*The exercise*
Number the lines of all the items below as one list, leaving out blank lines.

*Data in this exercise*
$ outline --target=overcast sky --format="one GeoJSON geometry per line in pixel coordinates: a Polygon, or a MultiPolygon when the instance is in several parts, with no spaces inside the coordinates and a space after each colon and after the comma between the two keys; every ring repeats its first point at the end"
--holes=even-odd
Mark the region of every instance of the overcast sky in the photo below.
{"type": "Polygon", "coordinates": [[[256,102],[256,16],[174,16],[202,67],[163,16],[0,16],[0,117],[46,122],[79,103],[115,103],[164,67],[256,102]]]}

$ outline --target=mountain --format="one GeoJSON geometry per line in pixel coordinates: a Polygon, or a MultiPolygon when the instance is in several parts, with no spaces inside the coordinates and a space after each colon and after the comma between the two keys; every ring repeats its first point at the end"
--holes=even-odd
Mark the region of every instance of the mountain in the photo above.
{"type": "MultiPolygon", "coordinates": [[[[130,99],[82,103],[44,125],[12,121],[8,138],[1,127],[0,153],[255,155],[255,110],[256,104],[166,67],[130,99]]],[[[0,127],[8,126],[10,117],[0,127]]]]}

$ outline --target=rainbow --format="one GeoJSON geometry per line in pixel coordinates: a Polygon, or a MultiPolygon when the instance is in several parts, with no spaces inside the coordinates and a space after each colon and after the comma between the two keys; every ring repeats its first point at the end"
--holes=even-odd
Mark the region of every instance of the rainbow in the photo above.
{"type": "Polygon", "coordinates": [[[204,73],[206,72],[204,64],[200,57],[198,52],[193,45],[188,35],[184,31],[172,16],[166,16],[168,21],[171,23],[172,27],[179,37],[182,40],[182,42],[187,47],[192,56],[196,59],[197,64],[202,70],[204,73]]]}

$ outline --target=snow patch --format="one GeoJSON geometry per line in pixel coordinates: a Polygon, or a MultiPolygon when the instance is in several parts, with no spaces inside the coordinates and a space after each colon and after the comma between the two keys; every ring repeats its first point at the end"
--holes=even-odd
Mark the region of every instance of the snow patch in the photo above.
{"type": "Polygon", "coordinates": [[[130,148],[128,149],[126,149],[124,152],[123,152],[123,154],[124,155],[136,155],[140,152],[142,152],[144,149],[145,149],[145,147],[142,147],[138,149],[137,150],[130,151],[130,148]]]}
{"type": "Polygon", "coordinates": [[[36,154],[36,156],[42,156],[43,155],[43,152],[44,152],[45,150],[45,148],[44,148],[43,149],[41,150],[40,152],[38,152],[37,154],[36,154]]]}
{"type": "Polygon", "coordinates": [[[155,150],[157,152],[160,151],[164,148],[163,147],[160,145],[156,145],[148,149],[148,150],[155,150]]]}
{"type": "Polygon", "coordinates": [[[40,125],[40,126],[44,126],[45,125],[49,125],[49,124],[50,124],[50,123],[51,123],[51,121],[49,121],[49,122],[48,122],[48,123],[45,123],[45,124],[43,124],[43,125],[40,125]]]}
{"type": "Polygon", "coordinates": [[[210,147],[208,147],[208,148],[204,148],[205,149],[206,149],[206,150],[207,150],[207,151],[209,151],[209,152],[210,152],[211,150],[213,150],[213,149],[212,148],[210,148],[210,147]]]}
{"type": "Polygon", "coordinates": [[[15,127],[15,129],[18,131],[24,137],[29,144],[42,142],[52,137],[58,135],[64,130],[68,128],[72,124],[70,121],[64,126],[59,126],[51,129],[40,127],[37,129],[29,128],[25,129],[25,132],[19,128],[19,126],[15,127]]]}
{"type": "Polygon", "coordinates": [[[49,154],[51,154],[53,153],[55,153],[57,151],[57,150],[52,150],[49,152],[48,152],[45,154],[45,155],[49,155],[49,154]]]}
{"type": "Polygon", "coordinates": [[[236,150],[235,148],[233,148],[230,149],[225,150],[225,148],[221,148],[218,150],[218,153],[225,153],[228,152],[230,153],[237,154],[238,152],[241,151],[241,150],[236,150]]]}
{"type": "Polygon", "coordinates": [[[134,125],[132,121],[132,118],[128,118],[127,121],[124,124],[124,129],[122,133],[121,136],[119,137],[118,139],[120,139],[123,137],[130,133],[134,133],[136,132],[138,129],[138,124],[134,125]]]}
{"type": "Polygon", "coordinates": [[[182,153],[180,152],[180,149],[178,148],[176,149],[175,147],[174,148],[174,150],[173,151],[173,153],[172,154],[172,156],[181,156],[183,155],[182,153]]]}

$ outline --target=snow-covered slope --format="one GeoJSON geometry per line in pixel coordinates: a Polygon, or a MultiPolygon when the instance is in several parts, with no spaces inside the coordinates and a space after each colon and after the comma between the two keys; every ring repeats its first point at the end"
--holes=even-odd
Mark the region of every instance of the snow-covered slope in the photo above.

*Result for this task*
1. $ outline --target=overcast sky --format="one GeoJSON geometry per line in pixel coordinates: a Polygon, or a MultiPolygon when the instance is in several parts, with no spaces inside the coordinates and a space after each colon and after the comma between the two keys; every ring repeats its first point at the end"
2. --holes=even-odd
3. Mark the region of every instance of the overcast sky in the photo below.
4. {"type": "Polygon", "coordinates": [[[256,102],[256,16],[174,16],[202,67],[163,16],[0,16],[0,117],[46,122],[79,103],[115,103],[164,67],[256,102]]]}
5. $ outline --target=mountain --format="one GeoJSON geometry per line in pixel coordinates: a Polygon, or a MultiPolygon when the instance is in several parts, with no spaces inside the coordinates and a space after each colon and after the comma between the two keys; every ring repeats its first point at the end"
6. --holes=even-odd
7. Mark the region of every instance of the mountain in the photo above.
8. {"type": "MultiPolygon", "coordinates": [[[[130,99],[82,103],[44,125],[12,121],[8,138],[1,127],[0,153],[255,155],[255,110],[256,104],[166,67],[130,99]]],[[[0,127],[8,126],[10,117],[0,127]]]]}
9. $ outline --target=rainbow --format="one GeoJSON geometry per line in pixel coordinates: a Polygon, or a MultiPolygon when the instance is in several parts, with no spaces inside the coordinates and a space after each colon and after the comma between the two keys; every ring repeats its first point at the end"
10. --holes=even-odd
11. Mark the region of every instance of the rainbow in the photo above.
12. {"type": "Polygon", "coordinates": [[[204,73],[206,72],[204,64],[200,57],[198,52],[193,45],[188,35],[184,31],[172,16],[166,16],[168,21],[171,23],[172,27],[179,37],[182,40],[182,42],[187,47],[192,56],[196,59],[197,64],[202,70],[204,73]]]}
13. $ outline --target=snow patch --format="one GeoJSON geometry per line in pixel coordinates: a Polygon, or a MultiPolygon when the instance is in several parts, with no spaces inside the coordinates and a space after each colon and after the comma between the two keys; every ring repeats its first point at the end"
14. --holes=even-odd
15. Mark the region of every instance of the snow patch in the photo above.
16. {"type": "Polygon", "coordinates": [[[130,148],[128,149],[126,149],[124,152],[123,152],[123,154],[124,155],[136,155],[140,152],[142,152],[144,149],[145,149],[145,147],[142,147],[138,149],[137,150],[130,151],[130,148]]]}
17. {"type": "Polygon", "coordinates": [[[36,154],[36,156],[42,156],[43,155],[43,152],[44,152],[45,150],[45,148],[44,148],[43,149],[41,150],[40,152],[38,152],[37,154],[36,154]]]}
18. {"type": "Polygon", "coordinates": [[[155,150],[157,152],[160,151],[164,148],[163,147],[160,145],[156,145],[148,149],[148,150],[155,150]]]}
19. {"type": "Polygon", "coordinates": [[[40,125],[40,126],[44,126],[45,125],[49,125],[49,124],[50,124],[50,123],[51,123],[51,121],[49,121],[49,122],[48,122],[48,123],[45,123],[45,124],[43,124],[43,125],[40,125]]]}
20. {"type": "Polygon", "coordinates": [[[210,147],[208,147],[208,148],[204,148],[205,149],[206,149],[206,150],[207,150],[207,151],[209,151],[209,152],[210,152],[211,150],[213,150],[213,149],[212,148],[210,148],[210,147]]]}
21. {"type": "Polygon", "coordinates": [[[15,127],[15,129],[18,131],[24,137],[29,144],[42,142],[52,137],[58,135],[64,130],[68,128],[72,124],[70,121],[64,126],[59,126],[51,129],[40,127],[37,129],[29,128],[25,129],[25,132],[19,128],[19,126],[15,127]]]}
22. {"type": "Polygon", "coordinates": [[[49,154],[51,154],[53,153],[55,153],[57,151],[57,150],[52,150],[49,152],[48,152],[45,154],[45,155],[49,155],[49,154]]]}
23. {"type": "Polygon", "coordinates": [[[236,150],[235,148],[233,148],[230,149],[225,150],[225,148],[221,148],[218,150],[218,153],[225,153],[228,152],[230,153],[237,154],[238,152],[241,151],[241,150],[236,150]]]}
24. {"type": "Polygon", "coordinates": [[[134,125],[132,121],[132,118],[128,118],[127,121],[124,124],[124,129],[122,133],[121,136],[119,137],[118,139],[120,139],[123,137],[130,133],[134,133],[136,132],[138,129],[138,124],[134,125]]]}
25. {"type": "Polygon", "coordinates": [[[182,153],[180,152],[180,149],[178,148],[176,149],[175,147],[174,148],[174,150],[173,151],[173,153],[172,154],[172,156],[181,156],[183,155],[182,153]]]}
26. $ outline --target=snow-covered slope --format="one GeoJSON geometry per line in pixel coordinates: a Polygon, or a MultiPolygon when the instance is in several parts, with no spaces inside the coordinates and a space after each colon and after the comma between the two keys; every ring repeats its first point at the end"
27. --holes=even-odd
28. Mark the region of every instance of the snow-covered slope in the photo above.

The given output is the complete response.